** Supplied passage follows **

Bateman has used the analogy of Revolutionary War tactics to describe his approach. While wars waged on battlefields hundreds of years ago utilized volley fire as a primary tactic, quality depth and marksmanship commonly won out. It’s akin to lining up against Clemson and Alabama in a base defense and expecting to consistently beat their litany of five stars with four down linemen at the line of scrimmage. Bateman’s counter is to apply as much pressure as possible by disguising his coverages and sending defenders the offense is not expecting.
In an effort to teach his assistants his method, Bateman ran film cutups and froze the screen shortly after the snap before asking his coaches what the offense sees and then what the defense could do different. What if the backside linebacker blitzed? Or maybe the nickelback thought to be covering the slot? By blitzing from different positions out of the same package, offenses are unable to key on certain players in pre-snap calls, thereby leading to confusion.
The Glen Allen, Va. native teaches his scheme to his players at each level of the defense. The secondary may be taught a certain look with the knowledge that two defenders will be dropping into coverage - without knowing which two - while the defensive line is taught its assignments without worrying about the coverage on the back end. The coaching staff will then determine who actually blitzes during game prep for each opponent, which allows for consistent base schemes and coverages with weekly tweaks.

** End of Supplied passage **
** Supplied material follows **

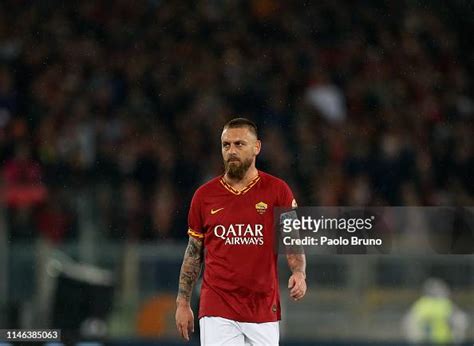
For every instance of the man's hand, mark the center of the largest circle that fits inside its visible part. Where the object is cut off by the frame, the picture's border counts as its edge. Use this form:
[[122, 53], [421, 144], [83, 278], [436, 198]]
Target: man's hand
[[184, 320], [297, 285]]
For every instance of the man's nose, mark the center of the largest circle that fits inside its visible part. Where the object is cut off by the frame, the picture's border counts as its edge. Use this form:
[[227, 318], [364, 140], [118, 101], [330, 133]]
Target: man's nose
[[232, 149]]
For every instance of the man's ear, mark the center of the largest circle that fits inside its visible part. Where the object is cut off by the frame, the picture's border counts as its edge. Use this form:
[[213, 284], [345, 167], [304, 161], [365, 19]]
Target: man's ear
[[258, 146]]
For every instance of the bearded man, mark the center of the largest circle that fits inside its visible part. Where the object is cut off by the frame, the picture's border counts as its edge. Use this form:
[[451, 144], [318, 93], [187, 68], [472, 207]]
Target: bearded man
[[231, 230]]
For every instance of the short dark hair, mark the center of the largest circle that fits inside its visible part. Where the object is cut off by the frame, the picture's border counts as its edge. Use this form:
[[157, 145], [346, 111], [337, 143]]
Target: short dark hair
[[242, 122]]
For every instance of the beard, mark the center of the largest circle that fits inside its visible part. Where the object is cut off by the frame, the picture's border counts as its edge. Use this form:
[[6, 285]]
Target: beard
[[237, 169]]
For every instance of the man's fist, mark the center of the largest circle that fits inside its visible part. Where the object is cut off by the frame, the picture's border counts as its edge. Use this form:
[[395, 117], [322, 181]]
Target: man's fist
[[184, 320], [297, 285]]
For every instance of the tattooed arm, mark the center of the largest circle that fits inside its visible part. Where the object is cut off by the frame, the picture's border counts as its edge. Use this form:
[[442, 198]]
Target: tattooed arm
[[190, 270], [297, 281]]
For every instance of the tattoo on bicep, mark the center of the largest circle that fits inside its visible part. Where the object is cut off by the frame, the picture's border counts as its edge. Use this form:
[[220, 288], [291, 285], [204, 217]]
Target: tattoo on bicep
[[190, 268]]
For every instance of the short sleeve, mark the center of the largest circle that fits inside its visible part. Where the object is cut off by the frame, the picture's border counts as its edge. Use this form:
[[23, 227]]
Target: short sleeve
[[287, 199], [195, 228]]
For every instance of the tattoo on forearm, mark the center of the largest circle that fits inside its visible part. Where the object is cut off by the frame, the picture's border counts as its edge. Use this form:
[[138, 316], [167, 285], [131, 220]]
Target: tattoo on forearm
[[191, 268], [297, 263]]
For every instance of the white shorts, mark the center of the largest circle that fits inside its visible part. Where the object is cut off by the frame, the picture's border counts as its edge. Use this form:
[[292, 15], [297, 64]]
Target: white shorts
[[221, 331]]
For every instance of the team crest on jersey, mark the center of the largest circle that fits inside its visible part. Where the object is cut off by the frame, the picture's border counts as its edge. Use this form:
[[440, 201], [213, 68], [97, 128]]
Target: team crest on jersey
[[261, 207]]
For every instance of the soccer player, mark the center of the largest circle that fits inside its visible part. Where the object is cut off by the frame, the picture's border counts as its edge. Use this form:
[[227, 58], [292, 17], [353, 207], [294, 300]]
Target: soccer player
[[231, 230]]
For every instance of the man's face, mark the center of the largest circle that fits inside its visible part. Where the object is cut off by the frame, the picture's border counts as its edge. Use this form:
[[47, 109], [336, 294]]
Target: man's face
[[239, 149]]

** End of Supplied material **

— Task 1 —
Summarize the passage on Bateman's defense in two sentences.
— Task 2 —
Answer these questions from the passage on Bateman's defense:
(a) What analogy has Bateman used to describe his approach?
(b) When did Bateman freeze the screen while running film cutups for his assistants?
(c) What is Bateman's hometown?
— Task 3 —
Set down the part of the passage on Bateman's defense that begins at the words "Bateman has used" and stops after "is not expecting.".

— Problem solution 1 —
Bateman counters talented offenses by applying as much pressure as possible, disguising his coverages and sending defenders the offense is not expecting, so that blitzes from different positions out of the same package keep offenses from keying on certain players before the snap. He teaches the scheme at each level of the defense, and the coaching staff decides who actually blitzes during game prep for each opponent, which allows consistent base schemes and coverages with weekly tweaks.

— Problem solution 2 —
(a) Revolutionary War tactics.
(b) Shortly after the snap.
(c) Glen Allen, Va.

— Problem solution 3 —
Bateman has used the analogy of Revolutionary War tactics to describe his approach. While wars waged on battlefields hundreds of years ago utilized volley fire as a primary tactic, quality depth and marksmanship commonly won out. It’s akin to lining up against Clemson and Alabama in a base defense and expecting to consistently beat their litany of five stars with four down linemen at the line of scrimmage. Bateman’s counter is to apply as much pressure as possible by disguising his coverages and sending defenders the offense is not expecting.